> _PROBLEM TO SOLVE_
Rewrite the stretch from the line containing "Provide the segmentation of every instance of the brown" through the end of the records, switching "brown earth" to "bare soil" and leaving everything else unchanged.

> _DATASET RECORDS_
------

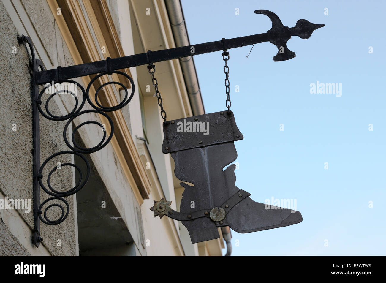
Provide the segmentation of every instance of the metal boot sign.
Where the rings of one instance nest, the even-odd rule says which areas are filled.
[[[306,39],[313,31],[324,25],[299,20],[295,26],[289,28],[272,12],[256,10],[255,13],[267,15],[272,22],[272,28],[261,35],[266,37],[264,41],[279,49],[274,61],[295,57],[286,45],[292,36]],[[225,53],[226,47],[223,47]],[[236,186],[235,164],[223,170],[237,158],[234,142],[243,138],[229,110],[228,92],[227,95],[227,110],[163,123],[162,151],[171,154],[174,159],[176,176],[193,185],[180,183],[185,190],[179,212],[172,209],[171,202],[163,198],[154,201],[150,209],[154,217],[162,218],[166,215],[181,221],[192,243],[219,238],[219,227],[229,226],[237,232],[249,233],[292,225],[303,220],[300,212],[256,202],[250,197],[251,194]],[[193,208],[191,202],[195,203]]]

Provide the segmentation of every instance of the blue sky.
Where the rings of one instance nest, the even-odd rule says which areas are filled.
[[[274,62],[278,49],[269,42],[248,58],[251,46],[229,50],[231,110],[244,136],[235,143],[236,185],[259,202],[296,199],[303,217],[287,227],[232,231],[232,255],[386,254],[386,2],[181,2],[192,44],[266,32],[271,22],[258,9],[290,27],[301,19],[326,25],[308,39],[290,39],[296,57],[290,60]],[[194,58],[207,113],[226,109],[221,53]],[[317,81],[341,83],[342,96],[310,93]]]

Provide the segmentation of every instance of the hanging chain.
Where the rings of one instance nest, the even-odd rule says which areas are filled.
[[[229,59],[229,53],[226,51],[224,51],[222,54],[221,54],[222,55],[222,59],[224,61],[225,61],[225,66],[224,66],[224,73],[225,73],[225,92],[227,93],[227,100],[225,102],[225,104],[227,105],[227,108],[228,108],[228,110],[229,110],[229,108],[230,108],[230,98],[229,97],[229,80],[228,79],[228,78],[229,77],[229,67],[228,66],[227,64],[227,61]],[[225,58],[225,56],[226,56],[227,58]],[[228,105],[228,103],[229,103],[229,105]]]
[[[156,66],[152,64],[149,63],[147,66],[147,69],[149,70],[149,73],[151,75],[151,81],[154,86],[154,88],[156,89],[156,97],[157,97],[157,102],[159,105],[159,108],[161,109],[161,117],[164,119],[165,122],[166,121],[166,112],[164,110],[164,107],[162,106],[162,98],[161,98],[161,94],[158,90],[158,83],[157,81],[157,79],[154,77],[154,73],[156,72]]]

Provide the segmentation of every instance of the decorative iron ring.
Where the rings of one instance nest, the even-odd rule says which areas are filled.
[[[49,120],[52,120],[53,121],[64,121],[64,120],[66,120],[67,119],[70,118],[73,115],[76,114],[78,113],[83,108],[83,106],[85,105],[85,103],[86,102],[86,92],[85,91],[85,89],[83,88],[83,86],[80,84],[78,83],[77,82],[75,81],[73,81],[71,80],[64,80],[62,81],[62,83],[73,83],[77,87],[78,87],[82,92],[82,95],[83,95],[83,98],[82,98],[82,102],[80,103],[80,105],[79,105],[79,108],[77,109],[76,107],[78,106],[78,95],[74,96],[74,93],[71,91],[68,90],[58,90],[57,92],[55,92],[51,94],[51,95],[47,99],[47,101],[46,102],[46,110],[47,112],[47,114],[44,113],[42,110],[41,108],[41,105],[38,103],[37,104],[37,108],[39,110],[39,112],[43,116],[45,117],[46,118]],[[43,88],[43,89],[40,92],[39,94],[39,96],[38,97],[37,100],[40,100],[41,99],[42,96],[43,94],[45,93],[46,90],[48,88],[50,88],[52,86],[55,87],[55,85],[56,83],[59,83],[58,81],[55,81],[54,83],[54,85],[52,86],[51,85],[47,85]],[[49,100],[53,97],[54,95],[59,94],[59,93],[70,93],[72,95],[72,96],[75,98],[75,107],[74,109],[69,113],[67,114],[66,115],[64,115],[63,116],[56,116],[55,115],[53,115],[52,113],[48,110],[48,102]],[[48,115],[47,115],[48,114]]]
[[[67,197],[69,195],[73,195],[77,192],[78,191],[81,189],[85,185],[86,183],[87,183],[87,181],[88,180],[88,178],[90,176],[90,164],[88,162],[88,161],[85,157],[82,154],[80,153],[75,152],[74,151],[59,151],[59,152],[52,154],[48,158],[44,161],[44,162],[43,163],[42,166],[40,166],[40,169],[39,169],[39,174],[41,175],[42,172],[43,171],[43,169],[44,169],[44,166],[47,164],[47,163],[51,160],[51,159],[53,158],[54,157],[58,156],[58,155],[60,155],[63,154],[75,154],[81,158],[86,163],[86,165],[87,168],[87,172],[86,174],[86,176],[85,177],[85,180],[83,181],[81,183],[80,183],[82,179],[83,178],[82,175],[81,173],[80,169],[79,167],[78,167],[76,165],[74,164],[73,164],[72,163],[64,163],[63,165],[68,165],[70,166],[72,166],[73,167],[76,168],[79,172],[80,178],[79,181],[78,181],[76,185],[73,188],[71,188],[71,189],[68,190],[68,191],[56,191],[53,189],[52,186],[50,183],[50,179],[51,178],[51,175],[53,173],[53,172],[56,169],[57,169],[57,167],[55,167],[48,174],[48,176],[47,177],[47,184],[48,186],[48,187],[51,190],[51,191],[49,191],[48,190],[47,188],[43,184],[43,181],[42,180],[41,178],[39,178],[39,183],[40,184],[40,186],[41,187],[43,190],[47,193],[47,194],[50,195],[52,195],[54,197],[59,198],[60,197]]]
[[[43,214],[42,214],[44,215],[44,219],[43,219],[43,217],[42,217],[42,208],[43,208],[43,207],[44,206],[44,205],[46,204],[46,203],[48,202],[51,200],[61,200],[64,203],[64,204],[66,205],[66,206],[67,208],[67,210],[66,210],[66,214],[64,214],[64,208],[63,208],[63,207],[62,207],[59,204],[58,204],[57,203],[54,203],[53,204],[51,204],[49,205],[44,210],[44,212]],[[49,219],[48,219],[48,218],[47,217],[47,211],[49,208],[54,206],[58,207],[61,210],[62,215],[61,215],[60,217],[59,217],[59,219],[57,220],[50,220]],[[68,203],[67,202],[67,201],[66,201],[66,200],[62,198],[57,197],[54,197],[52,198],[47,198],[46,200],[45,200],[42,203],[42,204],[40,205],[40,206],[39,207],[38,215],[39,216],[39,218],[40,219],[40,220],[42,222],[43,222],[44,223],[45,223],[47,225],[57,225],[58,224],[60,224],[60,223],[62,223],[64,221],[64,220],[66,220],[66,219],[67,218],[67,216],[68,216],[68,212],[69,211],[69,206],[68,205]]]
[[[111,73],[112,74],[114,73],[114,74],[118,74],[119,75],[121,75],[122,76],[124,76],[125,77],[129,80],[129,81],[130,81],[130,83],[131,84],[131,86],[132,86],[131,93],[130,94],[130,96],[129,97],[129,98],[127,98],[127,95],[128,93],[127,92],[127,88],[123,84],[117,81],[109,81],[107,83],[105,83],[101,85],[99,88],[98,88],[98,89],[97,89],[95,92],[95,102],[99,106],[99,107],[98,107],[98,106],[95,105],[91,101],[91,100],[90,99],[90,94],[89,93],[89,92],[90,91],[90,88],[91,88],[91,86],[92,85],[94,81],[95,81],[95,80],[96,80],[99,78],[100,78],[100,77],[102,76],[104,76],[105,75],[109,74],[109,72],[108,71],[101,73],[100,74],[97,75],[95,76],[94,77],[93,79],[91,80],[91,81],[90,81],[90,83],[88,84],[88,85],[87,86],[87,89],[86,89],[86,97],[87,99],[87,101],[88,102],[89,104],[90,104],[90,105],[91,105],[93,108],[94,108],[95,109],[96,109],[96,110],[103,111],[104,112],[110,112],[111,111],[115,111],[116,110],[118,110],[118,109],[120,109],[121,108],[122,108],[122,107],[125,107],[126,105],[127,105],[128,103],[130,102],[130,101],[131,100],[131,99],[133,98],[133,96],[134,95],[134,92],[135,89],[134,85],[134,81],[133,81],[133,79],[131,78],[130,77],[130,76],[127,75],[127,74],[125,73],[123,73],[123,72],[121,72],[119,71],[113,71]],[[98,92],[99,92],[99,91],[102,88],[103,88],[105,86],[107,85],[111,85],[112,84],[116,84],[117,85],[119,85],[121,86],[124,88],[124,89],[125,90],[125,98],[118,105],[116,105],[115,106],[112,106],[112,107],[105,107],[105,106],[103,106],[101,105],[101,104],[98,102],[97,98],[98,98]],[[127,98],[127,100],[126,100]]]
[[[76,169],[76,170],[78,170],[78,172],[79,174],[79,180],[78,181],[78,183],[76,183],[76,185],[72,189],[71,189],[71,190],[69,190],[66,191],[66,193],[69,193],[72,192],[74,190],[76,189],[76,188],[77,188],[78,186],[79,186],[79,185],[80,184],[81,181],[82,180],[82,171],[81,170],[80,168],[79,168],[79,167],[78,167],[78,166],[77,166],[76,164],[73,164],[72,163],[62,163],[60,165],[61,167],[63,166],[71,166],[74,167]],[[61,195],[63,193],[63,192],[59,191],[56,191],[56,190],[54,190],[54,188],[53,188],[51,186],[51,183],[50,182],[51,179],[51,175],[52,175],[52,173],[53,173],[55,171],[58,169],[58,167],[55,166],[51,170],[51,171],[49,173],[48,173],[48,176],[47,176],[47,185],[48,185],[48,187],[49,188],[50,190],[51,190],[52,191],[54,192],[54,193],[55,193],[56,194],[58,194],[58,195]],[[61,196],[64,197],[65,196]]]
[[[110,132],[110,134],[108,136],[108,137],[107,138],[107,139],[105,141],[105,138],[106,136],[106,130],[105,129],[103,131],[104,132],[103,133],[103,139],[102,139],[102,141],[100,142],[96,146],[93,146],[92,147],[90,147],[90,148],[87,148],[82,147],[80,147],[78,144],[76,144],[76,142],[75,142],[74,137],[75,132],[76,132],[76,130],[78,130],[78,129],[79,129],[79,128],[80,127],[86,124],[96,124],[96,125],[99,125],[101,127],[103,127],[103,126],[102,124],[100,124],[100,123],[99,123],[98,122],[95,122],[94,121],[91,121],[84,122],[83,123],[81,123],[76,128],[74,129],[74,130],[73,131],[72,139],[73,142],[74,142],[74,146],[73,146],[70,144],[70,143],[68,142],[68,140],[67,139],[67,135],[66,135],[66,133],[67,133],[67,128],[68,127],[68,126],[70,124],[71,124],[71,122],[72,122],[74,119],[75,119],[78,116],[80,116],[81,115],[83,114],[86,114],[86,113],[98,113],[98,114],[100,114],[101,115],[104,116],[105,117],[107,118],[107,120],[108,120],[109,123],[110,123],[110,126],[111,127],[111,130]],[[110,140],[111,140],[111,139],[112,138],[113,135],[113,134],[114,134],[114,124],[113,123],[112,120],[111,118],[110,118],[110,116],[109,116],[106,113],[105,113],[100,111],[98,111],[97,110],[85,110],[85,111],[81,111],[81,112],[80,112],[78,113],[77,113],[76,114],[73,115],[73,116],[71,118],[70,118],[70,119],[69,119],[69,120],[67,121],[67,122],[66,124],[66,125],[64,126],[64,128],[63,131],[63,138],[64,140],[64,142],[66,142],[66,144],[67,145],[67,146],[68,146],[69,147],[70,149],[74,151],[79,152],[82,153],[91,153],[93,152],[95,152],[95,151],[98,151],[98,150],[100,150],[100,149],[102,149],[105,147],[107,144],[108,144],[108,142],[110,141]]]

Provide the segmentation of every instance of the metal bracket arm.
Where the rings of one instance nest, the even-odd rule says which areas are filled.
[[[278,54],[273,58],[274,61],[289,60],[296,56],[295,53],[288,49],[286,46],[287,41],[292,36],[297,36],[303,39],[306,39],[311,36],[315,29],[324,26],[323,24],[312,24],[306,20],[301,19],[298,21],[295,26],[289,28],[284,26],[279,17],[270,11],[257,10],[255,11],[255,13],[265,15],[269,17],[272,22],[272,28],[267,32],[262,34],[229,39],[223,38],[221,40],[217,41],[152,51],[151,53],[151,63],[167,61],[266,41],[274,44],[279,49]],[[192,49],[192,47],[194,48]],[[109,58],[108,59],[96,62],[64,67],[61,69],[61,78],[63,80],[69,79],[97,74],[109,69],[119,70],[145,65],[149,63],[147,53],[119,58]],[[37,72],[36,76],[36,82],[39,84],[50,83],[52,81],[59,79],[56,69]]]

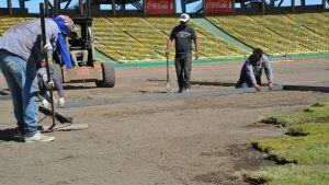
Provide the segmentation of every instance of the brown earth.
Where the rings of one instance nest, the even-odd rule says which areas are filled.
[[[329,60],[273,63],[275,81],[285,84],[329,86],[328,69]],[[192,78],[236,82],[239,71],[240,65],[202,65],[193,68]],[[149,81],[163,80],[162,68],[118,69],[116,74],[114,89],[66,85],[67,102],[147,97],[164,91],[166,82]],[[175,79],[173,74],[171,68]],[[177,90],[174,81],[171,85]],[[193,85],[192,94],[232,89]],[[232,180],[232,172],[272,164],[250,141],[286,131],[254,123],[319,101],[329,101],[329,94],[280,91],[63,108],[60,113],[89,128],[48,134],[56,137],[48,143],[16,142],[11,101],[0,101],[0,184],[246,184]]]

------

> _FINISHED TASK_
Provide the segmentation of every instance of the bare soil.
Where the rings of one instance nest, the even-odd rule says which areas are filled.
[[[329,60],[273,63],[275,81],[285,84],[329,86],[328,69]],[[192,78],[236,82],[239,71],[240,65],[202,65],[193,68]],[[149,81],[163,80],[162,68],[118,69],[116,74],[114,89],[66,85],[67,102],[147,97],[164,91],[166,82]],[[175,79],[173,74],[171,68]],[[177,90],[174,81],[171,85]],[[193,85],[192,94],[232,89]],[[232,180],[232,172],[272,164],[250,141],[286,131],[254,123],[319,101],[329,101],[329,94],[280,91],[63,108],[60,113],[89,128],[48,134],[56,137],[48,143],[16,142],[11,101],[0,101],[0,184],[246,184]]]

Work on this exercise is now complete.